PASSAGE:
----------------------------------------
Benefits of discount bonds vary a lot by Province
The relatively low taxation of interest in Alberta and Nunavut means that residents of those Provinces will gain much less from discount bonds than the highly-taxed residents of Quebec and Nova Scotia.
(click on image to enlarge)


After-Tax Returns not very good - most options can't beat inflation
At any maturity, our summary table of all the results shows that the best quality credit risk fixed income options provide weak returns - in most cases not even beating the latest low inflation rate of 1.5%. Only a couple of GICs do so along with one Province of Ontario bond.
(click on image to enlarge)


The GIC beats them all after tax
From the 1-year GIC on up to the 10-year GIC paying 3.45% interest, each has an appreciably higher return after-tax than any other option with comparable maturity. That's considering pure return only but there might be other reasons an investor might need or want to pick a fund instead of using GICs in a ladder.

Other considerations - GIC vs a discount bond fund

  • Rebalancing a portfolio to maintain an asset allocation easier in a fund - ETFs can be bought or sold in quantities as small as single share units while GICs are all or none, and the higher GIC rates come with non-cashable conditions. It's not possible to predict when rebalancing will need to happen, so matching GIC maturities with planned rebalancing, such as a yearly schedule will work somewhat. But the last time fixed income and equities went out of whack in a major way was during the 2008-09 financial crisis and who saw that coming?
  • Reinvesting interest / distributions easier in a fund - BMO's funds all offer automatic dividend reinvestment (DRIP) whereby distributions are reinvested in the fund at no commission cost. iShares and First Asset also offer a DRIP program.
  • GICs have CDIC coverage limits - Rock solid AAA deposit guarantees only apply on GICs up to 5 years. After that the longer term versions rely on the credit quality of the issuer, generally one of the big banks. There is also a limit of $100,000 covered per financial institution. High net worth investors may need to spread investments amongst several institutions, an inconvenience.
----------------------------------------
DATASET:
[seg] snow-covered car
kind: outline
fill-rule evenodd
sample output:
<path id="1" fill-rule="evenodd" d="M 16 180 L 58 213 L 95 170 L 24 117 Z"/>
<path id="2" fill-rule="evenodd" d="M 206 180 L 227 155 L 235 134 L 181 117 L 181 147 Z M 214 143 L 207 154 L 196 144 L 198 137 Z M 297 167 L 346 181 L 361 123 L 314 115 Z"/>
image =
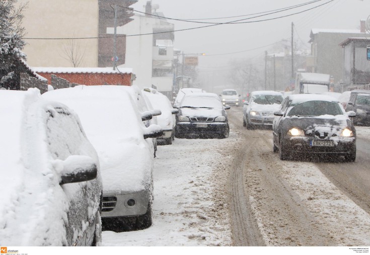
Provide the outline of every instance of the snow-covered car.
<path id="1" fill-rule="evenodd" d="M 346 113 L 332 97 L 288 96 L 274 115 L 273 151 L 279 151 L 280 159 L 317 154 L 355 160 L 356 130 L 351 119 L 356 114 Z"/>
<path id="2" fill-rule="evenodd" d="M 32 89 L 0 90 L 0 118 L 2 243 L 99 245 L 99 162 L 78 116 Z"/>
<path id="3" fill-rule="evenodd" d="M 283 101 L 280 92 L 272 91 L 254 91 L 249 101 L 243 106 L 243 125 L 248 129 L 257 127 L 270 127 L 274 112 L 279 109 Z"/>
<path id="4" fill-rule="evenodd" d="M 202 92 L 205 92 L 201 89 L 196 89 L 195 88 L 184 88 L 180 89 L 179 92 L 177 93 L 177 96 L 175 99 L 174 101 L 173 106 L 174 107 L 178 107 L 180 105 L 180 103 L 181 103 L 184 96 L 189 93 L 201 93 Z"/>
<path id="5" fill-rule="evenodd" d="M 179 110 L 173 108 L 167 97 L 157 90 L 145 88 L 142 91 L 153 107 L 160 110 L 162 112 L 162 114 L 157 117 L 157 121 L 163 129 L 163 135 L 157 139 L 159 141 L 163 140 L 165 144 L 172 144 L 175 139 L 174 129 L 176 125 L 175 115 L 179 112 Z"/>
<path id="6" fill-rule="evenodd" d="M 103 226 L 115 225 L 117 231 L 128 221 L 136 229 L 152 225 L 154 147 L 147 138 L 162 135 L 159 126 L 145 126 L 152 115 L 140 113 L 120 87 L 79 86 L 43 94 L 80 116 L 100 161 Z"/>
<path id="7" fill-rule="evenodd" d="M 353 111 L 356 115 L 353 119 L 355 125 L 370 126 L 370 91 L 355 90 L 351 91 L 346 111 Z"/>
<path id="8" fill-rule="evenodd" d="M 228 114 L 218 96 L 214 93 L 191 93 L 182 99 L 176 116 L 175 136 L 211 135 L 229 137 Z"/>
<path id="9" fill-rule="evenodd" d="M 235 90 L 224 90 L 219 96 L 224 105 L 235 105 L 237 106 L 242 105 L 241 103 L 241 95 L 239 95 Z"/>

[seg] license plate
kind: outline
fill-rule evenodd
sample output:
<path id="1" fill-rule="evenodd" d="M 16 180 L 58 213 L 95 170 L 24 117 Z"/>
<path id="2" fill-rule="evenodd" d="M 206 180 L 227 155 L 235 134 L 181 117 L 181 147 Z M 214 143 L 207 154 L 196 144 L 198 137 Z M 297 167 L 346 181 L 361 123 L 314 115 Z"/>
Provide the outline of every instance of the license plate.
<path id="1" fill-rule="evenodd" d="M 333 146 L 334 142 L 333 141 L 310 141 L 310 146 Z"/>

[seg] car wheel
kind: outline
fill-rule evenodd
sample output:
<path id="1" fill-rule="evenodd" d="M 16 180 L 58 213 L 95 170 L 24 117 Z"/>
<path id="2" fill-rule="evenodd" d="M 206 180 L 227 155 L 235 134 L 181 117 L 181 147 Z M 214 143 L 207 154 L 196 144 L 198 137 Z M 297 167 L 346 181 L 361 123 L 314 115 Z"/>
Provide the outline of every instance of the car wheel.
<path id="1" fill-rule="evenodd" d="M 282 139 L 281 138 L 279 139 L 279 143 L 280 148 L 279 148 L 279 152 L 280 159 L 282 160 L 286 160 L 289 157 L 288 154 L 285 151 L 286 149 L 285 146 L 283 145 L 284 144 L 282 142 Z"/>
<path id="2" fill-rule="evenodd" d="M 147 228 L 151 226 L 153 223 L 152 217 L 153 202 L 152 201 L 149 201 L 147 205 L 147 209 L 146 213 L 143 215 L 137 216 L 136 221 L 136 228 L 137 230 L 142 230 Z"/>

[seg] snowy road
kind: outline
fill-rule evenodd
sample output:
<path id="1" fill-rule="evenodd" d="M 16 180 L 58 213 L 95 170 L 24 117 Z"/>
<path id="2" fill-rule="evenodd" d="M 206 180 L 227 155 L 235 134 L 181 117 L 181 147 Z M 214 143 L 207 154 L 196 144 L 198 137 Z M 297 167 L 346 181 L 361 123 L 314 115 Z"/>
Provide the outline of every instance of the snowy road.
<path id="1" fill-rule="evenodd" d="M 370 129 L 354 163 L 282 161 L 271 130 L 229 112 L 226 139 L 176 139 L 155 160 L 153 225 L 108 246 L 369 246 Z M 367 167 L 367 168 L 366 168 Z"/>

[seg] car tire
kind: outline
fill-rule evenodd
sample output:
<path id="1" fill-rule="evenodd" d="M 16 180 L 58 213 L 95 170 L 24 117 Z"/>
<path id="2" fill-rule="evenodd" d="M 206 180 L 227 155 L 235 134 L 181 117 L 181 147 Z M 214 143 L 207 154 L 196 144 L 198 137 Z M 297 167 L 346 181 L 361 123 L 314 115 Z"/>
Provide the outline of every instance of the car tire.
<path id="1" fill-rule="evenodd" d="M 280 148 L 279 148 L 279 155 L 281 160 L 286 160 L 289 158 L 289 154 L 285 151 L 285 146 L 282 142 L 282 139 L 279 139 Z"/>
<path id="2" fill-rule="evenodd" d="M 151 226 L 153 223 L 152 211 L 153 209 L 153 202 L 151 200 L 148 203 L 147 209 L 146 212 L 143 215 L 140 215 L 136 217 L 136 229 L 137 230 L 142 230 L 147 228 Z"/>

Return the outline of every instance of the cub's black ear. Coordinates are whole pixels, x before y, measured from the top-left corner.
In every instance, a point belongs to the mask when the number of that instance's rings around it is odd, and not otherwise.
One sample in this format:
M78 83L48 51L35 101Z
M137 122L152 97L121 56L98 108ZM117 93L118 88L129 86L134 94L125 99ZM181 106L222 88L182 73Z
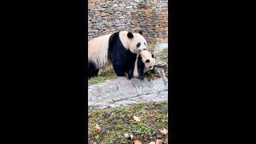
----------------------------------------
ASSIGNMENT: Repeat word for word the part of the passage on fixed-income options that begins with "Other considerations - GIC" and ends with "saw that coming?".

TASK ANSWER:
Other considerations - GIC vs a discount bond fund

  • Rebalancing a portfolio to maintain an asset allocation easier in a fund - ETFs can be bought or sold in quantities as small as single share units while GICs are all or none, and the higher GIC rates come with non-cashable conditions. It's not possible to predict when rebalancing will need to happen, so matching GIC maturities with planned rebalancing, such as a yearly schedule will work somewhat. But the last time fixed income and equities went out of whack in a major way was during the 2008-09 financial crisis and who saw that coming?